Direction → Reproduce every one of the entries below word for word, without changing anything.

[Source records]
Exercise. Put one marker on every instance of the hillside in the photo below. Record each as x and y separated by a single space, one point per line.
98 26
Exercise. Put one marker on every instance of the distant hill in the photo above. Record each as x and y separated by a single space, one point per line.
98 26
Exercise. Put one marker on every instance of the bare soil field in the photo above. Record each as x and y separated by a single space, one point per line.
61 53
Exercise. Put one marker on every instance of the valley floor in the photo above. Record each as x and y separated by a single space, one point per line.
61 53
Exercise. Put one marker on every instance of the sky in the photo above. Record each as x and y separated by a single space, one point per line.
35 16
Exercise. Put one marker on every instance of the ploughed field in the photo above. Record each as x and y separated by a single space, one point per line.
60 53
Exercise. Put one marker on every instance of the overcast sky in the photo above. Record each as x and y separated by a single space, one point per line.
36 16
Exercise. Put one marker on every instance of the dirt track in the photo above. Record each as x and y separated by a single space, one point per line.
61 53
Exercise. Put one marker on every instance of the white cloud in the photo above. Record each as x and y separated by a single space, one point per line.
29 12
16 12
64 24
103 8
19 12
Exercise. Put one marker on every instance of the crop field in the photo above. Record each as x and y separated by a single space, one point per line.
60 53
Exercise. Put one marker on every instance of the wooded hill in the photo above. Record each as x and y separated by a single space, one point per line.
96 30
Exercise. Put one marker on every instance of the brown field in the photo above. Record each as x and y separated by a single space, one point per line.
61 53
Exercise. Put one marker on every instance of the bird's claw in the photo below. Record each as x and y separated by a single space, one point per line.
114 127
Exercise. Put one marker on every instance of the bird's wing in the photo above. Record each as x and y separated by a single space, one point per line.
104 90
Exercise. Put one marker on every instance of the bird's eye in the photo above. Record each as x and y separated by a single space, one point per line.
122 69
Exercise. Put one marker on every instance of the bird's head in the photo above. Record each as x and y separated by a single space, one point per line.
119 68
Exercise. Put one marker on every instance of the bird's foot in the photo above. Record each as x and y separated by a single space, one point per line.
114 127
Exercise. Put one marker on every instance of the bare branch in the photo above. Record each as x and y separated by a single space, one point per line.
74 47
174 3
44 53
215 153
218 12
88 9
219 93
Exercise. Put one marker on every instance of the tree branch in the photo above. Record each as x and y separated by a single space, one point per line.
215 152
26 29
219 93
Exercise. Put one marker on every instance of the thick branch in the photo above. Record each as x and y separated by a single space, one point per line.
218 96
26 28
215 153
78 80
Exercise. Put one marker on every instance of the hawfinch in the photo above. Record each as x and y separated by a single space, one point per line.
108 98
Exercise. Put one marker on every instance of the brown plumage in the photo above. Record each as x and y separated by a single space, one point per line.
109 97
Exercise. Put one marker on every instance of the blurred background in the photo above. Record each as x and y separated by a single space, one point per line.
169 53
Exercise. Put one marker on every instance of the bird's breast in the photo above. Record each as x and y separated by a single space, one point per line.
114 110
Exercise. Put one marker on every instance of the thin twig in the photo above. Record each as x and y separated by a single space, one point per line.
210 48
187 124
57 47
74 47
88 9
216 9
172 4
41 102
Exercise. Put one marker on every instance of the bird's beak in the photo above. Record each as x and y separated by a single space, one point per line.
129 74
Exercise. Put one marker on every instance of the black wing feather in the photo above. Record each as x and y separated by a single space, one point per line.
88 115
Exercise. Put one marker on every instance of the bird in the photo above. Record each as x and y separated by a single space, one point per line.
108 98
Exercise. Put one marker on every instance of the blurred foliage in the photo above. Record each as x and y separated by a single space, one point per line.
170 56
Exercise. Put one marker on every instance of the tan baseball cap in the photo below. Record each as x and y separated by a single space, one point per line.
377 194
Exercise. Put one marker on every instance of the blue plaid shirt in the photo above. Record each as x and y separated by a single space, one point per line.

Solution →
Exercise. Put one marker on every instance of the hillside in the photo below. Record each as x and y separated by a single space, one point per line.
98 26
Exercise. Put one marker on every instance of the distant hill in the photo above. Record each as x and y separated by a single space, one point per line.
98 26
Exercise. Put one marker on every instance of the bare soil field in the photo above. Record each as x and y separated by a single space, one point per line.
61 53
Exercise. Put one marker on every instance of the valley floor in the photo above. Record each as x and y separated by a single space, one point per line.
61 53
Exercise. Put one marker on every instance of the sky in the photo above. Record each as x and y separated by a single space, one point per line.
35 16
Exercise. Put one marker on every instance of the ploughed field in the photo above. Record each as x and y separated by a single space, one point per line.
60 53
Exercise. Put one marker on every instance of the overcast sky in the photo above. Record each as x and y separated by a single space, one point per line.
36 16
Exercise. Put one marker on every instance of the dirt track in the photo above. Record each as x and y separated by a single space, one point per line.
61 53
Exercise. Put one marker on every instance of the white cloud in the photo above. Record each as x and y separated by a single space, one point per line.
29 12
16 12
64 24
103 8
19 12
Exercise. Put one marker on every instance of the crop field in the photo above. Record each as x and y separated by a single space, one point per line.
60 53
Exercise. Put one marker on every instance of the wooded hill in the photo above. Record each as x and y separated by a single space, one point per line.
96 30
Exercise. Put one marker on every instance of the brown field in the photo above. Record each as x and y separated by a single space, one point per line.
61 53
Exercise. Put one marker on every instance of the bird's claw in the photo below. Record each as x and y separated by a single space, one point per line.
114 127
Exercise. Put one marker on every instance of the bird's wing in the photo above. Record each as x and y separated by a single space, one point per line.
104 90
Exercise. Put one marker on every instance of the bird's eye in the photo above. Record each as x and y separated by a single space, one point per line.
122 69
Exercise. Put one marker on every instance of the bird's head in the photo above. Record each as x and y separated by a single space, one point per line.
119 68
Exercise. Put one marker on every instance of the bird's foot in the photo above. Record each as x and y separated by a single space, one point per line.
114 127
Exercise. Put one marker on every instance of the bare branch in the photo above. Record each as x and y separated by a single space, one point per line.
74 47
174 3
44 53
215 153
218 12
88 9
219 93
Exercise. Put one marker on every instance of the tree branch in the photo above. Record each as x and y separated by a single space, one point per line.
215 152
26 29
219 93
Exercise. Put one marker on every instance of the thick branch in the photo above. Record each as x and y separated by a single space, one point per line.
218 96
26 28
215 153
78 80
Exercise. Put one marker on every instance of the hawfinch in the photo above. Record each as x and y separated by a single space, one point per line.
108 98
Exercise. Put one marker on every instance of the brown plumage in the photo above. Record each as x and y separated by a single space, one point per line.
109 97
Exercise. Put one marker on every instance of the blurred background in the photo above. Record each as x and y separated by a single space, one point per line.
169 53
Exercise. Put one marker on every instance of the bird's breast in the photo above. Record each as x and y separated by a single space, one point per line.
114 110
Exercise. Put one marker on every instance of the thin twig in the photo above. Record each as x and y separated by a single space, one point per line.
210 48
187 124
57 47
74 47
88 9
216 9
172 4
41 102
Exercise. Put one marker on every instance of the bird's beak in the photo above. Record each as x and y separated by a single space, one point per line.
129 74
Exercise. Put one marker on every instance of the black wing feather in the photo above. Record each as x and y separated by a single space, one point per line.
88 115
Exercise. Put one marker on every instance of the bird in the photo above. Record each as x and y separated by a single space, one point per line.
108 98
Exercise. Put one marker on every instance of the blurred foliage in the photo above. Record each as x and y separated by a single space, one point per line.
170 56
Exercise. Put one marker on every instance of the tan baseball cap in the photo below. Record each as x and y separated by a single space, one point per line.
377 194
Exercise. Put one marker on every instance of the blue plaid shirt in the photo above. Record each as x and y separated by a single space, one point per line.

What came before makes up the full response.